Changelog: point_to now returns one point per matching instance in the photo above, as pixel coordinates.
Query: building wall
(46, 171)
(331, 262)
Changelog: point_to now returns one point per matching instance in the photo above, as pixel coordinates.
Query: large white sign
---
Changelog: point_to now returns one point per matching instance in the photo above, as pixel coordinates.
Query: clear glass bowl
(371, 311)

» EXERCISE: Find each line in the records above that contains the word "Query", counting only matches with the same capitalization, and copy those lines out in full.

» RESULT OF THIS TASK:
Query: building wall
Query: large white sign
Query: clear glass bowl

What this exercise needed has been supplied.